--- START Available records ---
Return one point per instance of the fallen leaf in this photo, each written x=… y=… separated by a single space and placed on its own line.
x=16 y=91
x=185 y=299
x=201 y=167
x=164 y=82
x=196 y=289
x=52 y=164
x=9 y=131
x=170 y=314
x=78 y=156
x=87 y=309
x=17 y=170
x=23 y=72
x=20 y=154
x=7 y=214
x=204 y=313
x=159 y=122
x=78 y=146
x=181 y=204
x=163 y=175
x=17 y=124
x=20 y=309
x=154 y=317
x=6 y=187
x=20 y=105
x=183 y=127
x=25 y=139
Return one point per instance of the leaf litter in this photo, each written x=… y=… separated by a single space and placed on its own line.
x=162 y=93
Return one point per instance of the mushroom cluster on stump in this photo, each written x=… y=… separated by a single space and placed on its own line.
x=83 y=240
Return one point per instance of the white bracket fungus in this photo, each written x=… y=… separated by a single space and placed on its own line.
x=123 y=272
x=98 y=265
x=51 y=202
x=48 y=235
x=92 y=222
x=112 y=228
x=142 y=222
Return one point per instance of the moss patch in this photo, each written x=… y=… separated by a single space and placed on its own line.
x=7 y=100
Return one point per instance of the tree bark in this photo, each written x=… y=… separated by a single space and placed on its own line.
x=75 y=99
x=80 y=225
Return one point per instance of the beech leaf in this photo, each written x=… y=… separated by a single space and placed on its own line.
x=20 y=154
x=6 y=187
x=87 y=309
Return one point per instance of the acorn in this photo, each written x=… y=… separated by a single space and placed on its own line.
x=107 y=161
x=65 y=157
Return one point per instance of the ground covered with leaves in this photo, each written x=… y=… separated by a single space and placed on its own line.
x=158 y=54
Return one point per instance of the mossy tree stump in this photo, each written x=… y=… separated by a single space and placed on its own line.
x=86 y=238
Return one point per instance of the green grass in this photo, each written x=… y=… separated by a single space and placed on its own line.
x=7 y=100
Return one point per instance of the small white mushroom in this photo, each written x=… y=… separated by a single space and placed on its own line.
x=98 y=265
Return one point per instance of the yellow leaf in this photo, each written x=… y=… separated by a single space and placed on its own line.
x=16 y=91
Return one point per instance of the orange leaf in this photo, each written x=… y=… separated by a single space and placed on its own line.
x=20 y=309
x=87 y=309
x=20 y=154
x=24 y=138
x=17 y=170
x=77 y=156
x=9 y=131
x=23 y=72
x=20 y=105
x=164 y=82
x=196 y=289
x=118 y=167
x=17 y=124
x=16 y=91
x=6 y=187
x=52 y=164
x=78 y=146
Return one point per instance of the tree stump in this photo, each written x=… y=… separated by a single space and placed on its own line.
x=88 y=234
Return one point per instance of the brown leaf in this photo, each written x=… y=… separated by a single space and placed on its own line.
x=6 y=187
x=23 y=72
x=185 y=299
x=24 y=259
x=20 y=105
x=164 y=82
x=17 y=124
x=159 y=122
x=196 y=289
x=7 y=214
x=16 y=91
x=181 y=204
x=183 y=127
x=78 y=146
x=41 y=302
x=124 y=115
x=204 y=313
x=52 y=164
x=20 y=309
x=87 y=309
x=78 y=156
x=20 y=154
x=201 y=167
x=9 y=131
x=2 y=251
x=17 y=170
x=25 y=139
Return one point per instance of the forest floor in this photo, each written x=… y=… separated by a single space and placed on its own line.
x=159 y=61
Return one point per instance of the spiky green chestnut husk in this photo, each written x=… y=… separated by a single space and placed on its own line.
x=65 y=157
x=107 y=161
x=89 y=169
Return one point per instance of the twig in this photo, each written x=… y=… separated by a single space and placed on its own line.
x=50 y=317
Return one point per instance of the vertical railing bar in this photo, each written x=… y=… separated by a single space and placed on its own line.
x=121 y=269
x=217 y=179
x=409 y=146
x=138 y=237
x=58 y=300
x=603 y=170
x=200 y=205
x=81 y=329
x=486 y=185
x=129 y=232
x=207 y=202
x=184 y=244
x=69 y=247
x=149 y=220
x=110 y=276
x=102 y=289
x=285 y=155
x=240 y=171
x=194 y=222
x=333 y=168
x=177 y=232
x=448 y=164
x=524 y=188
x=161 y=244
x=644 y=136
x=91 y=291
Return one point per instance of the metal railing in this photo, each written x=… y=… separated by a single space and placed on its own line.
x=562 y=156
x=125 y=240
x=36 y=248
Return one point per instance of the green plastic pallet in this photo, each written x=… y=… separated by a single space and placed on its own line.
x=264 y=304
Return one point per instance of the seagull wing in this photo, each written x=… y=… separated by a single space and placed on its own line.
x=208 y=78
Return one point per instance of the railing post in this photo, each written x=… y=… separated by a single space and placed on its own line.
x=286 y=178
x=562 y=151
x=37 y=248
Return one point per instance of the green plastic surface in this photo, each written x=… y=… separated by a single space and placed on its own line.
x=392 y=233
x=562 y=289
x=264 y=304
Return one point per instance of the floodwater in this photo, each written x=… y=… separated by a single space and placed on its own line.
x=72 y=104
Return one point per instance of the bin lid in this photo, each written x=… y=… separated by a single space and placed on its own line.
--- END Available records ---
Exercise brief: Please format every line of the listing above as a numbered list, leaving out any blank lines.

Full response:
1. Return one point per instance of the fallen leaf in this photo, each written x=… y=… separated by a single space and placed on its own line.
2. x=16 y=91
3. x=185 y=299
4. x=201 y=167
5. x=164 y=82
6. x=196 y=289
7. x=52 y=164
8. x=9 y=131
9. x=170 y=314
10. x=78 y=156
11. x=87 y=309
12. x=17 y=170
13. x=23 y=72
14. x=20 y=154
15. x=7 y=214
16. x=204 y=313
17. x=159 y=122
18. x=78 y=146
19. x=181 y=204
20. x=163 y=175
21. x=17 y=124
22. x=20 y=309
23. x=154 y=317
24. x=6 y=187
25. x=20 y=105
26. x=183 y=127
27. x=25 y=139
28. Return one point per instance of the leaf litter in this photo, each written x=… y=… separated by a single space and placed on its own line.
29. x=162 y=93
30. Return one point per instance of the mushroom cluster on stump in this photo, each written x=… y=… separated by a single space and placed on its own line.
31. x=83 y=240
32. Return one point per instance of the white bracket fungus in this photo, each written x=… y=… separated by a single space and placed on its own line.
33. x=123 y=272
34. x=98 y=265
35. x=51 y=202
36. x=48 y=235
37. x=92 y=222
38. x=112 y=228
39. x=142 y=222
40. Return one point per instance of the moss patch in this photo, each written x=… y=… separated by a single space and placed on its own line.
41. x=7 y=100
42. Return one point per instance of the tree bark in this photo, each written x=… y=… separated by a single space and placed on its own line.
43. x=75 y=99
44. x=80 y=225
45. Return one point per instance of the beech leaf in this photo, each written x=… y=… separated by a single space and placed on its own line.
46. x=20 y=154
47. x=6 y=187
48. x=87 y=309
49. Return one point per instance of the acorn in this photo, each written x=… y=… separated by a single space and placed on its own line.
50. x=107 y=161
51. x=65 y=157
52. Return one point per instance of the ground covered with leaves in this photo, each written x=… y=… separated by a single space and placed on its own line.
53. x=158 y=54
54. Return one point per instance of the mossy tree stump in this photo, each written x=… y=… separated by a single space and placed on its own line.
55. x=86 y=238
56. Return one point per instance of the green grass in this photo, each written x=… y=… separated by a single space and placed on its own line.
57. x=7 y=100
58. Return one point per instance of the small white mushroom in this photo, each written x=… y=… separated by a single space and placed on its own line.
59. x=98 y=265
60. Return one point per instance of the yellow leaf in this photo, each written x=… y=… separated by a single space and placed on its own line.
61. x=16 y=91
62. Return one point per instance of the orange leaf in this photo, each written x=… y=… separated by a single space and placed on its own line.
63. x=20 y=309
64. x=87 y=309
65. x=20 y=154
66. x=24 y=138
67. x=17 y=170
68. x=77 y=156
69. x=9 y=131
70. x=23 y=72
71. x=20 y=105
72. x=164 y=82
73. x=196 y=289
74. x=118 y=167
75. x=17 y=124
76. x=16 y=91
77. x=6 y=187
78. x=52 y=164
79. x=78 y=146
80. Return one point per instance of the tree stump in this photo, each written x=… y=… separated by a single space and placed on its own line.
81. x=88 y=234
82. Return one point per instance of the brown leaf in this photo, each written x=… y=… separated by a single space and placed on its own line.
83. x=6 y=187
84. x=23 y=72
85. x=185 y=299
86. x=24 y=259
87. x=20 y=105
88. x=164 y=82
89. x=17 y=124
90. x=159 y=122
91. x=196 y=289
92. x=7 y=214
93. x=16 y=91
94. x=181 y=204
95. x=183 y=127
96. x=78 y=146
97. x=41 y=302
98. x=124 y=115
99. x=204 y=313
100. x=52 y=164
101. x=20 y=309
102. x=87 y=309
103. x=78 y=156
104. x=20 y=154
105. x=201 y=167
106. x=9 y=131
107. x=2 y=251
108. x=17 y=170
109. x=25 y=139
110. Return one point per instance of the forest floor in this photo, each written x=… y=… separated by a single space and placed on its own line.
111. x=159 y=61
112. Return one point per instance of the spiky green chestnut husk in this photo, each written x=… y=… separated by a single space and placed on its own line.
113. x=65 y=157
114. x=107 y=161
115. x=89 y=169
116. Return one point per instance of the twig in this photo, each written x=… y=… separated by a single space and placed on its own line.
117. x=50 y=317
118. Return one point per instance of the vertical railing bar in this photo, each written x=… y=… separated by a single space and placed on its own line.
119. x=121 y=269
120. x=217 y=179
121. x=409 y=146
122. x=138 y=237
123. x=58 y=300
124. x=603 y=170
125. x=200 y=205
126. x=81 y=329
127. x=486 y=185
128. x=129 y=232
129. x=207 y=202
130. x=184 y=244
131. x=69 y=247
132. x=149 y=220
133. x=110 y=276
134. x=102 y=289
135. x=285 y=155
136. x=240 y=171
137. x=194 y=222
138. x=333 y=168
139. x=177 y=232
140. x=448 y=164
141. x=524 y=188
142. x=161 y=244
143. x=644 y=136
144. x=91 y=291
145. Return one point per instance of the metal railing in this photo, each written x=… y=… separated by a single space and placed on its own line.
146. x=562 y=156
147. x=125 y=240
148. x=36 y=248
149. Return one point per instance of the green plastic pallet in this photo, each written x=… y=… separated by a single space and placed on its own line.
150. x=264 y=304
151. Return one point per instance of the seagull wing in this photo, each written x=… y=… separated by a single space and placed on its own line.
152. x=208 y=78
153. Return one point per instance of the railing post in this photo, each written x=… y=… separated by a single space and placed on its own line.
154. x=286 y=178
155. x=562 y=151
156. x=37 y=248
157. Return one point per instance of the green plastic surface in this photo, each written x=… y=… separated by a single space and placed on its own line.
158. x=392 y=233
159. x=562 y=289
160. x=264 y=304
161. Return one point per instance of the floodwater in this photo, each written x=… y=… separated by a single space and placed on its own line.
162. x=72 y=104
163. Return one point per instance of the bin lid in this photo, each written x=… y=… separated by a single space and placed on its own line.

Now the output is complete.